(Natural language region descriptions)
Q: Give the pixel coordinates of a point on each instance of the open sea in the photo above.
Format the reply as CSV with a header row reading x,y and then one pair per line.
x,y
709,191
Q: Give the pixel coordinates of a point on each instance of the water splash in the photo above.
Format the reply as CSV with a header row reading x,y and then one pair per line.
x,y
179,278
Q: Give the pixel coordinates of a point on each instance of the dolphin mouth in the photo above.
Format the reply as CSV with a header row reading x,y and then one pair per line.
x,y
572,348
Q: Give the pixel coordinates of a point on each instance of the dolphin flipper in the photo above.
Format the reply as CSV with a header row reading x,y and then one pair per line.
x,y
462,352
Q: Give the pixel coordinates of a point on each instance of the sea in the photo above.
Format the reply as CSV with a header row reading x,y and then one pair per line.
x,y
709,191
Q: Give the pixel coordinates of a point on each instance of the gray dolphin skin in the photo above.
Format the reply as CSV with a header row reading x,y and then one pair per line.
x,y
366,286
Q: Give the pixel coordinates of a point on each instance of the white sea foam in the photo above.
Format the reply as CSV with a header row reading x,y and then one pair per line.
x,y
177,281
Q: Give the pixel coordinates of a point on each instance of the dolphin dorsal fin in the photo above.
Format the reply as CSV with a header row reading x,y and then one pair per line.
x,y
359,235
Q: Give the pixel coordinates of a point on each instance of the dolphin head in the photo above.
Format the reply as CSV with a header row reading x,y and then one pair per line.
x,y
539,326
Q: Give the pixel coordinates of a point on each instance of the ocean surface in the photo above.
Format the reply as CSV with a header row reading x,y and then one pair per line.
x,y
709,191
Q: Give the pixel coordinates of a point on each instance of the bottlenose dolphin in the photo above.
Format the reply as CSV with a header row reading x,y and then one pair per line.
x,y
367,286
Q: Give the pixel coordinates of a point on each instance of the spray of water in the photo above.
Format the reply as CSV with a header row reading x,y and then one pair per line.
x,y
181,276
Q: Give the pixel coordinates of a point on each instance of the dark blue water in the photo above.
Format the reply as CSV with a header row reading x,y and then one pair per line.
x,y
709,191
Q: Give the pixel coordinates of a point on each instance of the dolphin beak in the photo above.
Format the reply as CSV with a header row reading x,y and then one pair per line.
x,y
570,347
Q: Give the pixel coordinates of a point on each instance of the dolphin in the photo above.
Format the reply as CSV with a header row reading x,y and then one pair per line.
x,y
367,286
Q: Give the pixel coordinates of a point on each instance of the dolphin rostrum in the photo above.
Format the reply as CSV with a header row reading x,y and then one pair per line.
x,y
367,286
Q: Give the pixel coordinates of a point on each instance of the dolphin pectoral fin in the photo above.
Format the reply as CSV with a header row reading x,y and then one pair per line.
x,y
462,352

● **INSTRUCTIONS FOR THE TASK**
Could you write out all of the data again, exactly as given?

● **TASK SOLUTION**
Q: Give the pixel coordinates of a point on each instance of the open sea in the photo above.
Format the reply as CSV with a header row reading x,y and then one pair per line.
x,y
709,191
Q: Give the pixel coordinates of a point on each instance of the water splash in the photo above.
Format the reply as CSV with a header row reading x,y and then one pair per line.
x,y
179,278
Q: Give the pixel coordinates of a point on each instance of the dolphin mouth in the photo above.
Format the reply as CSV with a header row reading x,y and then one pair per line.
x,y
572,348
Q: Give the pixel coordinates of a point on each instance of the dolphin flipper in the photo above.
Format the reply as CSV with a header row reading x,y and then one pair per line.
x,y
462,352
Q: Give the pixel coordinates of a point on each instance of the sea in the photo above.
Format the reply as CSV with a header row reading x,y and then one pair per line.
x,y
709,191
Q: Give the pixel coordinates of a point on each instance of the gray dolphin skin in the photo above.
Format the reply as CSV with a header row reading x,y and then one pair per line.
x,y
366,286
Q: Give the pixel coordinates of a point on each instance of the white sea foam in the photo above.
Format the reply as CSV with a header row reading x,y and then one pair per line.
x,y
177,281
Q: Give the pixel coordinates of a point on each instance of the dolphin dorsal fin in the photo above.
Format the reply as CSV with a header row reading x,y and then one pair per line.
x,y
359,235
Q: Give the pixel coordinates of a point on each instance of the dolphin head in the photo above.
Format the reply as CSV with a header row reading x,y and then one pair per line.
x,y
539,326
Q: Give the pixel coordinates of a point on each instance of the ocean surface in the photo above.
Format the reply as CSV with a header row reading x,y and then one pair per line.
x,y
709,191
Q: Give the pixel coordinates of a point on each instance of the bottlenose dolphin in the photo above.
Format the reply as CSV with a header row reading x,y and then one pair per line.
x,y
367,286
Q: Give the pixel coordinates of a point on each instance of the spray of water in the photo above.
Format the reply as CSV with a header row reading x,y and then one pair per line.
x,y
181,276
Q: Give the pixel coordinates of a point on each instance of the dark blue water in the photo above.
Format the reply as CSV with a header row reading x,y and then one pair per line.
x,y
709,191
Q: Give the pixel coordinates of a point on each instance of the dolphin beak in the photo above.
Format the reply as CSV with a header row reading x,y and then one pair per line.
x,y
570,347
Q: Give the pixel coordinates of a point on each instance of the dolphin in the photo above.
Format the reply as CSV with a header row reading x,y and then one pair per line.
x,y
367,286
Q: Give the pixel coordinates of a point on each instance of the dolphin rostrum in the photo above.
Format the reply as CSV with a header row reading x,y and then one pair per line.
x,y
367,286
Q: Give the pixel coordinates of a point on each instance of the dolphin pectoral fin in the photo above.
Format the reply as CSV with a header row reading x,y and then one pair per line.
x,y
462,352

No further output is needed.